====== Information given ======

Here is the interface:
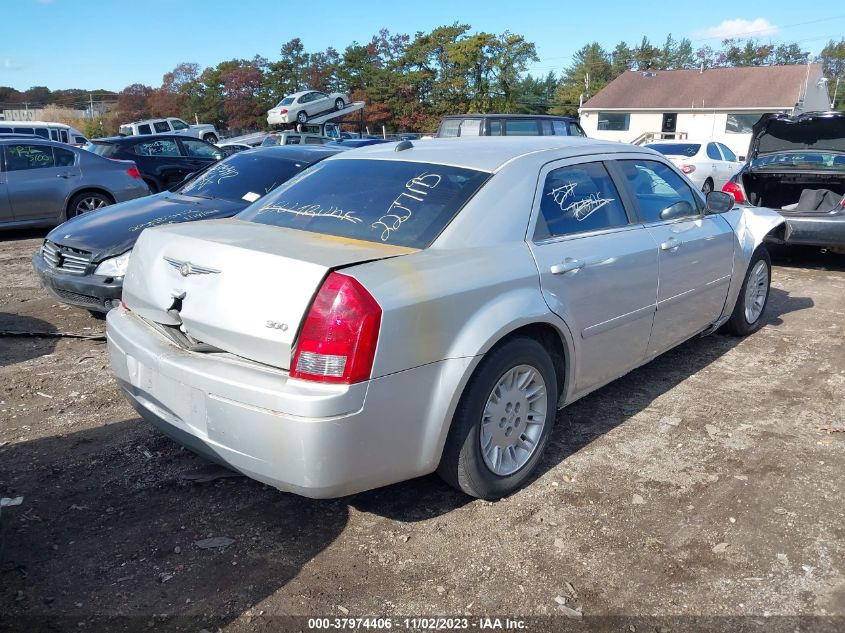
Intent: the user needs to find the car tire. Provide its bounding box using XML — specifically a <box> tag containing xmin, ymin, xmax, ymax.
<box><xmin>437</xmin><ymin>336</ymin><xmax>558</xmax><ymax>499</ymax></box>
<box><xmin>725</xmin><ymin>245</ymin><xmax>772</xmax><ymax>336</ymax></box>
<box><xmin>65</xmin><ymin>191</ymin><xmax>114</xmax><ymax>220</ymax></box>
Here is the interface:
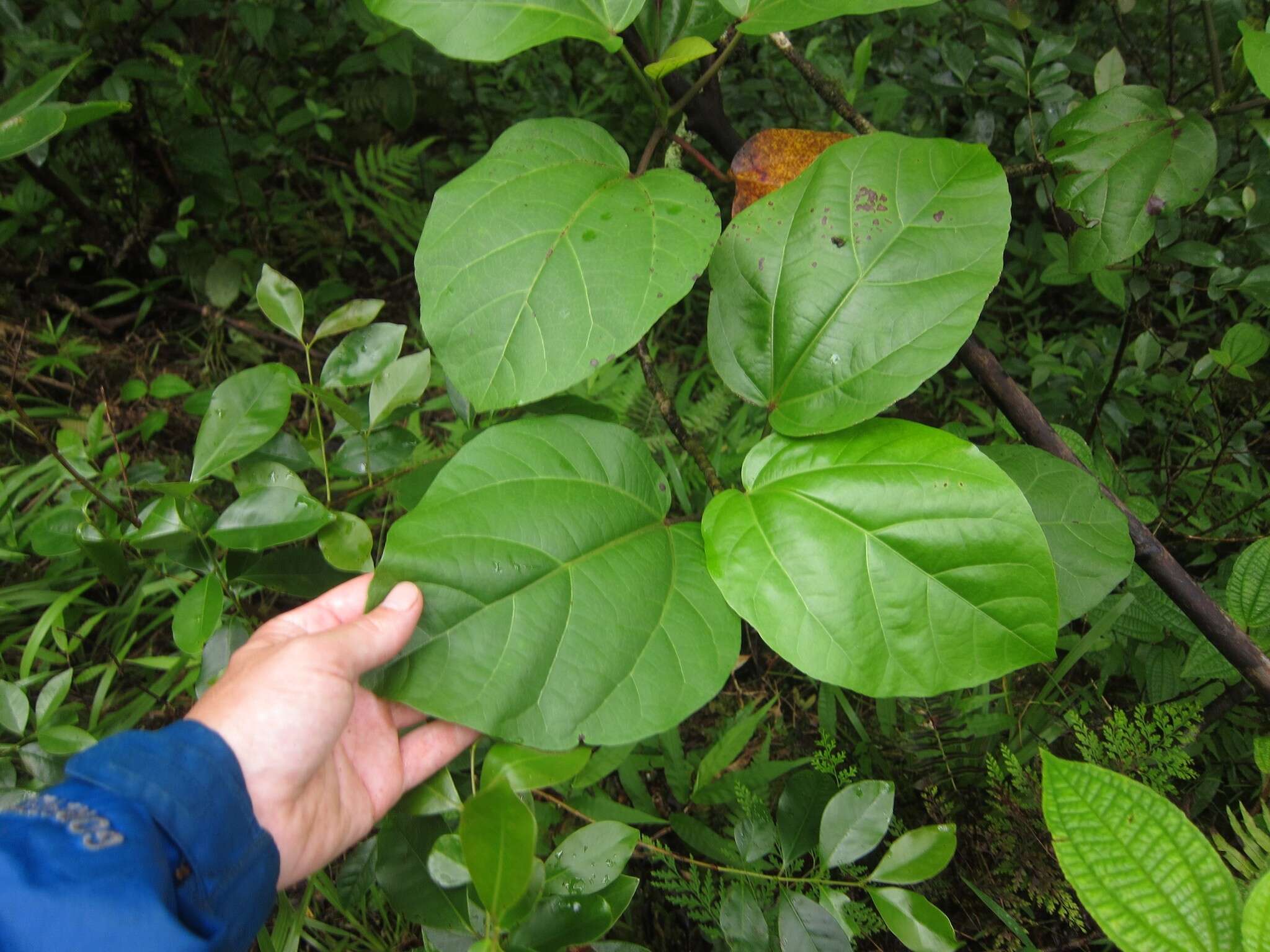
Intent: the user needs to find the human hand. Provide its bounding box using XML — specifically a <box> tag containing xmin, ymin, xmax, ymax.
<box><xmin>188</xmin><ymin>575</ymin><xmax>479</xmax><ymax>889</ymax></box>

======

Stated task: Reproduce all of the records above word for word, omitting the pictures.

Task solution:
Here is the interface:
Intent: the user needs to find the car tire. Provide its bounding box using XML — specifically a <box> tag containing xmin, ymin, xmax, ymax.
<box><xmin>437</xmin><ymin>336</ymin><xmax>558</xmax><ymax>499</ymax></box>
<box><xmin>725</xmin><ymin>245</ymin><xmax>772</xmax><ymax>336</ymax></box>
<box><xmin>65</xmin><ymin>191</ymin><xmax>114</xmax><ymax>220</ymax></box>
Here is the interface:
Intent: the user needs to find the human hand. Provide its bounding box using XML — specifically a <box> tag containing xmin, ymin, xmax, ymax.
<box><xmin>188</xmin><ymin>575</ymin><xmax>479</xmax><ymax>889</ymax></box>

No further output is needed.